The request —
Reproduce the whole listing below verbatim, leaving out the picture.

Available data —
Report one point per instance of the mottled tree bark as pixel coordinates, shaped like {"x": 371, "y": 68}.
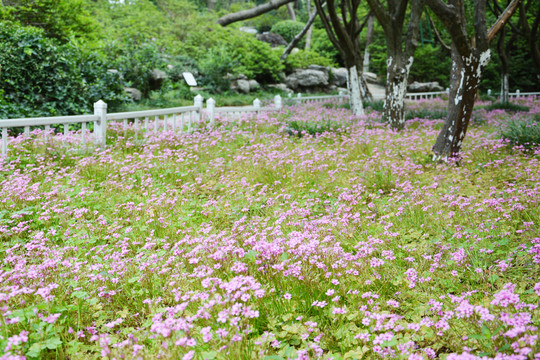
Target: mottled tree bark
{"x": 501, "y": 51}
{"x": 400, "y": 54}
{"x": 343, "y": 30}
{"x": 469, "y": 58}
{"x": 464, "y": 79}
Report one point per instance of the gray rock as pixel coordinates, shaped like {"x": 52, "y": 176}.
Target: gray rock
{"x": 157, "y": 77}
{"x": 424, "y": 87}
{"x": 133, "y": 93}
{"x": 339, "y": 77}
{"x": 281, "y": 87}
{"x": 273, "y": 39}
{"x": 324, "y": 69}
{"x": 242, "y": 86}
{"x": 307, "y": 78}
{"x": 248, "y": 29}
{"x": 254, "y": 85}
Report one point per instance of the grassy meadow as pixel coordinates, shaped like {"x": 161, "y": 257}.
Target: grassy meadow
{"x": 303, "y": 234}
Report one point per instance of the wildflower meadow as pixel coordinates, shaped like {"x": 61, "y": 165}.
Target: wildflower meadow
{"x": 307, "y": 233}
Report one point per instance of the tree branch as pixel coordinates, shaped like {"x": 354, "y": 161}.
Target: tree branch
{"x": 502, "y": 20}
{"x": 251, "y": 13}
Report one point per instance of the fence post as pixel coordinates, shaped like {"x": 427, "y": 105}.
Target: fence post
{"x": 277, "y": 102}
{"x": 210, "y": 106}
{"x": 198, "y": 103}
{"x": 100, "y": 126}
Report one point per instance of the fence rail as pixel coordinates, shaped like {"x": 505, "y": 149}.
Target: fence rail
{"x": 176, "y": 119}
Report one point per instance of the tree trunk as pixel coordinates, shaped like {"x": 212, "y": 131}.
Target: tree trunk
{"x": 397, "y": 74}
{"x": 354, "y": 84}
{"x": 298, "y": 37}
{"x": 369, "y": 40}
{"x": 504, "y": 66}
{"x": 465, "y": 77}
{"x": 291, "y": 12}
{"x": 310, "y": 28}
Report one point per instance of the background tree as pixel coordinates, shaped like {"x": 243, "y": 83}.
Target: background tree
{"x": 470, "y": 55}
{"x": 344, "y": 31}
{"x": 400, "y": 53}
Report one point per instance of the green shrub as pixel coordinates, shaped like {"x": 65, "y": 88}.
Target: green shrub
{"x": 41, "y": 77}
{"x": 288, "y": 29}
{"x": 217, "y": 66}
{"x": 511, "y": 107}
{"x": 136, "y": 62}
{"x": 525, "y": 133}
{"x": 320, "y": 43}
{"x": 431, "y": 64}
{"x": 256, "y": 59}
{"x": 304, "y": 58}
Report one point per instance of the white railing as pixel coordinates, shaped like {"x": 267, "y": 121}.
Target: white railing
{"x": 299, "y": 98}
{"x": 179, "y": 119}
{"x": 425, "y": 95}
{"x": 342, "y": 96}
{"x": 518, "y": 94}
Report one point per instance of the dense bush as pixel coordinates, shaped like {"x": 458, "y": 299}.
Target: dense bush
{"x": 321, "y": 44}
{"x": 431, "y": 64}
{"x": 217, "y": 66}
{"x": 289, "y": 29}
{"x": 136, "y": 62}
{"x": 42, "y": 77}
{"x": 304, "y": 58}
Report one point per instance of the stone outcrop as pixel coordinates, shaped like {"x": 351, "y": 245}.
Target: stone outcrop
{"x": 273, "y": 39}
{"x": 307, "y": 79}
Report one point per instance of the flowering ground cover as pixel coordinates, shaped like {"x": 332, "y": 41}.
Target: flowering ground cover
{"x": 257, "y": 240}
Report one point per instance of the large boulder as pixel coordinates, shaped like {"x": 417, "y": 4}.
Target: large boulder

Exercise result —
Report one point per instance of the mottled tree bark as pixel coordinates, shaped like {"x": 371, "y": 68}.
Target: mottled tree bark
{"x": 501, "y": 51}
{"x": 400, "y": 54}
{"x": 343, "y": 30}
{"x": 469, "y": 58}
{"x": 464, "y": 79}
Report one point per instance of the gray rock as pixel coordinates, shaped like {"x": 52, "y": 176}.
Target: gray rock
{"x": 157, "y": 77}
{"x": 424, "y": 87}
{"x": 133, "y": 93}
{"x": 339, "y": 77}
{"x": 281, "y": 87}
{"x": 273, "y": 39}
{"x": 324, "y": 69}
{"x": 242, "y": 86}
{"x": 307, "y": 78}
{"x": 248, "y": 29}
{"x": 254, "y": 85}
Report one point per instance of the grassy meadow as pixel coordinates, shaped like {"x": 161, "y": 257}.
Target: grassy meadow
{"x": 303, "y": 234}
Report one point per instance of the wildflower meadow as pixel coordinates, shaped like {"x": 61, "y": 165}.
Target: wildflower meadow
{"x": 307, "y": 233}
Report one point per instance of the tree branch as pixel coordinates, shaped like {"x": 354, "y": 161}.
Target: tree branch
{"x": 502, "y": 20}
{"x": 251, "y": 13}
Report one point per instance of the fence post as pixel coordinates, shaped like {"x": 427, "y": 105}.
Target: fence post
{"x": 277, "y": 102}
{"x": 210, "y": 106}
{"x": 198, "y": 103}
{"x": 100, "y": 126}
Report one point per instance of the fence rail as pixel coordinates, shaped like {"x": 505, "y": 149}.
Target: fence rail
{"x": 176, "y": 119}
Report one point per instance of the tree trunk as pixel coordinates, shaped like {"x": 212, "y": 131}.
Target: tree trunk
{"x": 397, "y": 74}
{"x": 354, "y": 84}
{"x": 298, "y": 37}
{"x": 369, "y": 40}
{"x": 504, "y": 66}
{"x": 465, "y": 77}
{"x": 291, "y": 12}
{"x": 310, "y": 28}
Report one point per instance of the background tree as pixel coordinates, shaped like {"x": 243, "y": 83}.
Target: background tree
{"x": 470, "y": 55}
{"x": 344, "y": 31}
{"x": 400, "y": 53}
Report one point per instance of the green shrub as pixel coordinates, shaped like {"x": 65, "y": 88}.
Target: green shrub
{"x": 41, "y": 77}
{"x": 288, "y": 29}
{"x": 217, "y": 66}
{"x": 511, "y": 107}
{"x": 136, "y": 62}
{"x": 525, "y": 133}
{"x": 320, "y": 43}
{"x": 431, "y": 64}
{"x": 256, "y": 59}
{"x": 304, "y": 58}
Report one point per instance of the white railing as pixel coordinates, shaped like {"x": 267, "y": 121}.
Target: white railing
{"x": 299, "y": 98}
{"x": 179, "y": 119}
{"x": 425, "y": 95}
{"x": 342, "y": 96}
{"x": 518, "y": 94}
Report one point per instance of the dense bush as pixel coordinates, shaped like {"x": 458, "y": 299}.
Target: dense bush
{"x": 321, "y": 44}
{"x": 431, "y": 64}
{"x": 217, "y": 66}
{"x": 289, "y": 29}
{"x": 136, "y": 62}
{"x": 42, "y": 77}
{"x": 304, "y": 58}
Report one point per instance of the stone outcrop as pixel coordinates, shaped like {"x": 351, "y": 245}.
Target: stone outcrop
{"x": 273, "y": 39}
{"x": 307, "y": 79}
Report one point per instance of the flowering ground cover as pixel coordinates, shaped like {"x": 332, "y": 41}.
Target: flowering ground cover
{"x": 257, "y": 240}
Report one point per instance of the large boulder as pixel coordinates, shaped like {"x": 417, "y": 4}.
Target: large boulder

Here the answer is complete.